# EXTRACT TO READ
--- Start ---
Recovering the plan from the latest archived plan

You can recover a corrupted plan on a master domain manager using the latest archived plan, however; this is possible only if you have performed some configuration steps prior to the occurrence of the file corruption.

The following procedure recovers a corrupted plan using ResetPlan. The plan is recovered using the latest archived plan and any events logged throughout the day are written to a new event message file. The last archived Symphony file is copied into the current Symphony file and then JnextPlan is run to apply the events from the evtlog.msg file.
Restriction: Before you can perform the recovery procedure, you must have completed some configuration steps prior to the file corruption occurrence.
Note:
    • Some IBM® Workload Scheduler events that were triggered before applying the recovery procedure, might be triggered again after the recovery procedure has completed. This limitation concerns those events that are not managed through a message queue, for example, UNTIL, DEADLINE, and MAXDUR.
    • Jobs in USERJOBS Job Stream are not subject to resource controlling. As a result, affected resources should be adjusted and attended manually.
    • Prompts in the recovered plan might have a prompt number different from the prompt number in the original plan. To prevent mismatches, prompt reply events are not recovered.
  1. Complete the following configuration steps so that you can use the recovery procedure in the future if it becomes necessary:
    1. In the localopts file, add the following attribute and value: bm log events = ON.
    2. Optionally, customize the path where IBM Workload Scheduler creates the evtlog.msg event file by setting the bm log events path property in the localopts file. If you do not modify this setting, the evtlog.msg event file is created in the following default location: <TWA_INST_DIR>/TWS.
    3. Stop and start all IBM Workload Scheduler processes or run JnextPlan to create the evtlog.msg file.
--- End ---
# DATA BLOCK
--- Start ---
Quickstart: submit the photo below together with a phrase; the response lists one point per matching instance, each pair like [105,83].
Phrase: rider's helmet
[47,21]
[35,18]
--- End ---
# PARTS OF THE EXERCISE
**A.** Duplicate the part of the plan recovery text between "Recovering the plan" and "from the evtlog.msg file.", inclusive, word for word.
**B.** Name every event that the plan recovery text gives as an example of one not managed through a message queue.
The lines were taken from a source other than the plan recovery text.

# ANSWERS FOR THE EXERCISE
**A.**
Recovering the plan from the latest archived plan

You can recover a corrupted plan on a master domain manager using the latest archived plan, however; this is possible only if you have performed some configuration steps prior to the occurrence of the file corruption.

The following procedure recovers a corrupted plan using ResetPlan. The plan is recovered using the latest archived plan and any events logged throughout the day are written to a new event message file. The last archived Symphony file is copied into the current Symphony file and then JnextPlan is run to apply the events from the evtlog.msg file.

**B.** UNTIL, DEADLINE, and MAXDUR.